* **What to work on**:
Print each of the entries exactly, leaving nothing out.

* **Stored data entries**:
★ ★ ★ ★ ★ ★ ★

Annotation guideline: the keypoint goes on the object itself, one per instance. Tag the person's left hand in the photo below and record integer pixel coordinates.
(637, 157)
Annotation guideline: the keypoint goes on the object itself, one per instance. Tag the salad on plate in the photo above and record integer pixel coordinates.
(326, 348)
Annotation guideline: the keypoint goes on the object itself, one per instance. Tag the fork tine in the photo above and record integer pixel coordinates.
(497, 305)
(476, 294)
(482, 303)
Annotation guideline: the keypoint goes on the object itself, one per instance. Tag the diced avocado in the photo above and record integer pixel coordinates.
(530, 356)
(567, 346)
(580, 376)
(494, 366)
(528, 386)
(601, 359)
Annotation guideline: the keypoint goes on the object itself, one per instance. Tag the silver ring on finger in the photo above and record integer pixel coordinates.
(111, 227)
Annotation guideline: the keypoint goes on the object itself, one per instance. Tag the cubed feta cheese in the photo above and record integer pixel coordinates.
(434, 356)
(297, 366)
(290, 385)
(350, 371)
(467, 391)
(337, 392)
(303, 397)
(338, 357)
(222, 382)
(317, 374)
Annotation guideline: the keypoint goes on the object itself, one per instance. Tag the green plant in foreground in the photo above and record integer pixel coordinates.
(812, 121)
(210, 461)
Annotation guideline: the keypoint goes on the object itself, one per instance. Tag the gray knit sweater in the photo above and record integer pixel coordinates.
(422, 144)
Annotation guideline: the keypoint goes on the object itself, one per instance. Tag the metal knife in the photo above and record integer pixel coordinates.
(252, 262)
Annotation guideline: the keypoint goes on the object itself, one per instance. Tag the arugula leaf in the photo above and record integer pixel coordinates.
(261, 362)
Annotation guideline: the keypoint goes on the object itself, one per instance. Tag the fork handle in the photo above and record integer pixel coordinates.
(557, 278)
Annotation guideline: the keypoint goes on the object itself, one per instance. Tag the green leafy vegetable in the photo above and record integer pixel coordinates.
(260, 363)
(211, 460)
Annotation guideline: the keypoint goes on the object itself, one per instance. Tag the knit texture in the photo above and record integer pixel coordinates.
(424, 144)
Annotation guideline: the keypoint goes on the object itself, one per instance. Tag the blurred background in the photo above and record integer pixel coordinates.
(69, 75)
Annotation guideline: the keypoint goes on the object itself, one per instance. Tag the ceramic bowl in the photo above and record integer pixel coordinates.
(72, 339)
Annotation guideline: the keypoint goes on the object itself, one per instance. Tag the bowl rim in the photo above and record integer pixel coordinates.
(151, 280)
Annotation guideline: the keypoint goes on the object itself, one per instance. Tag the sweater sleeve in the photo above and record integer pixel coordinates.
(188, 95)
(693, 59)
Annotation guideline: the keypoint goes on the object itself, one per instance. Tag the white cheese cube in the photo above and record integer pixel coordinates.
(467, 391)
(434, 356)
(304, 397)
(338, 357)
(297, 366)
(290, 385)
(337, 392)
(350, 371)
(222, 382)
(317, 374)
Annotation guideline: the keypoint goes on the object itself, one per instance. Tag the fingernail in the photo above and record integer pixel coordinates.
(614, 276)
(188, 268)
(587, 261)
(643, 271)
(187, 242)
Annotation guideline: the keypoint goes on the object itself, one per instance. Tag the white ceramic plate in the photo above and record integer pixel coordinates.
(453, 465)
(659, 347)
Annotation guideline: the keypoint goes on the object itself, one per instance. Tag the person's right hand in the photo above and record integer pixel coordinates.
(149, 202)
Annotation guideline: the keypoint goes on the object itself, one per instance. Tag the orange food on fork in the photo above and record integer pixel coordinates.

★ ★ ★ ★ ★ ★ ★

* **Solution for this task**:
Annotation guideline: the keypoint goes on the object itself, one per instance. Tag the person's left hand in the photo below and record integer pixel coordinates.
(637, 157)
Annotation guideline: the keypoint goes on the object itself, one per instance. Tag the salad on plate in the photo above and record integer pixel coordinates.
(326, 348)
Annotation guideline: the keypoint goes on the object itself, one per instance. Tag the fork tine in the photo above and record integer pixel coordinates.
(497, 305)
(476, 294)
(482, 303)
Annotation guideline: the keypoint goes on the object itself, one per instance. Tag the diced avocado in the photo above and record integer pixel coordinates.
(530, 356)
(567, 346)
(580, 376)
(494, 366)
(528, 386)
(601, 359)
Annotation guideline: the keypoint goes on the object itself, one per instance. Tag the silver ring on finger in the photo above and record integer pixel coordinates.
(111, 227)
Annotation guideline: the keypoint goes on the object itself, one per instance. Tag the cubed feta cheese in the photo above and record integer pixel coordinates.
(434, 356)
(297, 366)
(290, 385)
(350, 371)
(467, 391)
(337, 392)
(303, 397)
(338, 357)
(222, 382)
(317, 374)
Annotation guideline: the keypoint goes on the object itself, one per instance. Tag the green plant in foreground in the photo above and record integer pixel coordinates.
(812, 121)
(210, 461)
Annotation guideline: the keypoint goes on the object itself, one per instance. Tag the gray knit sweater in the photo above and record integer pixel coordinates.
(422, 144)
Annotation guideline: the keypoint goes on the object itself, one per instance. Tag the metal knife in the photo above and record integer pixel coordinates.
(252, 262)
Annotation guideline: the keypoint goes on the object itself, one per instance. Tag the arugula leaf in the photo above and record integer pixel coordinates.
(261, 362)
Annotation guideline: the keypoint goes on the object itself, one per instance. Tag the fork handle in the photo above and record integer pixel coordinates.
(557, 278)
Annotation guideline: the keypoint goes on the object itself, one per instance. Tag the green leafy vegetable in the photo above and record integer pixel coordinates.
(260, 363)
(211, 460)
Annotation guideline: the keypoint goes on the object itself, one per instance. Tag the knit texture in the photo above and record integer pixel coordinates.
(424, 144)
Annotation guideline: the keypoint goes on the object itself, one per instance. Tag the blurred background in the photo above and record integer pixel coordinates.
(69, 75)
Annotation guideline: the keypoint goes on the object itself, one per instance. Tag the ceramic bowl in the photo above and record integer pixel coordinates.
(72, 339)
Annotation guideline: the keypoint goes on the object itself, one per instance. Tag the bowl rim in the photo above and record integer pixel coordinates.
(151, 280)
Annotation guideline: the keypoint goes on the object itself, one per instance. Tag the sweater sleeve in the photo above and record integer pixel coordinates.
(188, 95)
(693, 59)
Annotation guideline: the keypoint goes on the object itself, one per instance. Tag the white cheese cube in the photo above and record integer pixel coordinates.
(467, 391)
(434, 356)
(304, 397)
(338, 357)
(297, 366)
(290, 385)
(337, 392)
(350, 371)
(222, 382)
(317, 374)
Annotation guideline: the keypoint goes on the object itself, one per instance. Tag the fingernail in the photo above and record integer pixel coordinates.
(614, 276)
(188, 268)
(587, 261)
(643, 271)
(187, 242)
Annotation guideline: the keypoint goes on the object itself, one per instance. Tag the white ceramic plate in the photo above and record integer pixel coordinates.
(453, 465)
(659, 347)
Annotation guideline: the keypoint goes on the object itself, one per instance. Tag the person's right hand in the photo above and record integer pixel coordinates.
(149, 202)
Annotation guideline: the keypoint goes on the object itself, one per instance. Tag the orange food on fork in the photo above and record integer pixel coordinates.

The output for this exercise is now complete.